◆ GIVEN DATA ◆

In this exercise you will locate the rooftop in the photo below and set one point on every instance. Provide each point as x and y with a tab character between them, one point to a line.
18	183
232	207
...
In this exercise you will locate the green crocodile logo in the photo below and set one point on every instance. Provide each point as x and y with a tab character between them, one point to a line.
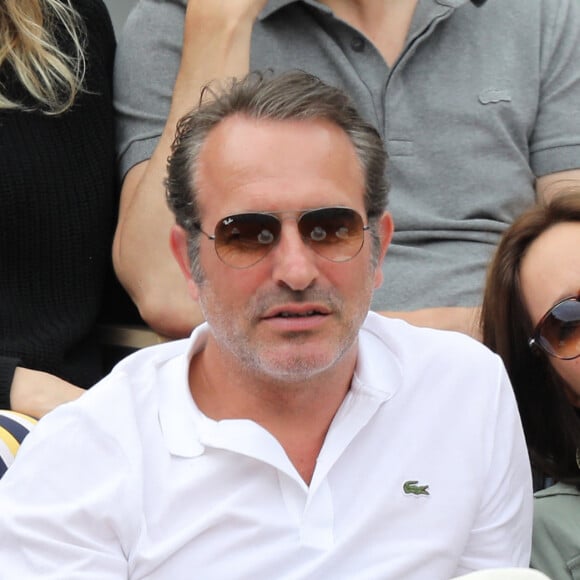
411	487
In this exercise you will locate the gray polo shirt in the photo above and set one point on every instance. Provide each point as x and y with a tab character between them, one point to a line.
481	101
* * *
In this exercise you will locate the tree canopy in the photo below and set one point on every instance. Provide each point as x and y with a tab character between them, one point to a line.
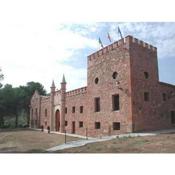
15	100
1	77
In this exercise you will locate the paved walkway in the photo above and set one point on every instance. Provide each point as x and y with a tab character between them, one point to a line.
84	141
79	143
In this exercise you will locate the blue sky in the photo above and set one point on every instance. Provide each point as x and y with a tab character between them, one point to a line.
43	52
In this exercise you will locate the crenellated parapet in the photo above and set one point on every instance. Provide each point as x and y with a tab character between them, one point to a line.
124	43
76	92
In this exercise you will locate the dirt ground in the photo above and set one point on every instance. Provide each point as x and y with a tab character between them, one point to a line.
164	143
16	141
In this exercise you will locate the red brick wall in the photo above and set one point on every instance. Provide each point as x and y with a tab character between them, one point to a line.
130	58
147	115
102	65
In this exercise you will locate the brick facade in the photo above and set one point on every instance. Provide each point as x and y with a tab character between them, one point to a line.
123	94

◆ THE PROBLEM ◆
Please count the lines in the rows above that contain the string "each", matching case exactly, and reply with only that number.

◆ THE RESPONSE ◆
10